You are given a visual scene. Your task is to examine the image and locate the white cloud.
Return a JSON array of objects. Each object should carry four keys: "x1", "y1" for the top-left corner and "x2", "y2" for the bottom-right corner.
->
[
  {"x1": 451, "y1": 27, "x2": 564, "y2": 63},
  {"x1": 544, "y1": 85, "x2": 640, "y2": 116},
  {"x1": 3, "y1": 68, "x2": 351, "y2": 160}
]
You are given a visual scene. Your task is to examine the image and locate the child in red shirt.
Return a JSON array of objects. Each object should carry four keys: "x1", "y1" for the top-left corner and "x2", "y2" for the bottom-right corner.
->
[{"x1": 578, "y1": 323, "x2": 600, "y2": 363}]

YOUR GOAL
Repeat each of the entries above precisely as given.

SOLVED PROBLEM
You are given a visual scene. Your task is to examine the image and locate the white cloud.
Return a JSON array of objects. Each object should carry four keys: "x1", "y1" for the top-left corner and "x2", "y2" for the bottom-right corner.
->
[
  {"x1": 451, "y1": 27, "x2": 564, "y2": 63},
  {"x1": 544, "y1": 85, "x2": 640, "y2": 116},
  {"x1": 3, "y1": 68, "x2": 351, "y2": 160}
]
You are given a visual scene. Your task is to examine the image and locate the child in red shirt.
Return a JSON array of objects. Each object should carry four keys: "x1", "y1" for the top-left corner and "x2", "y2" for the bottom-right corner.
->
[{"x1": 578, "y1": 323, "x2": 600, "y2": 363}]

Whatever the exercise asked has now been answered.